Your objective – Find the lines of the material below that include the string "ceiling", then copy each one.

Material for this exercise –
=====

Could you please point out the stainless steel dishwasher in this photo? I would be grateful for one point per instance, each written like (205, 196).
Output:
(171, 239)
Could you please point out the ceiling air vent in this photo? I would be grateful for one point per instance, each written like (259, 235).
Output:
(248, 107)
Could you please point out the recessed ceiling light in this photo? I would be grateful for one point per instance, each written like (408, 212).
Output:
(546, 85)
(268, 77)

=====

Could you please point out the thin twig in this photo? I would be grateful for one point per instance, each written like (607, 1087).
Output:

=====

Output for this exercise –
Could you please point out the ceiling air vent in this photo? I would be grateful for one point per instance, each written like (259, 235).
Could you please point out the recessed ceiling light in this photo? I would be grateful for one point per instance, each written like (408, 212).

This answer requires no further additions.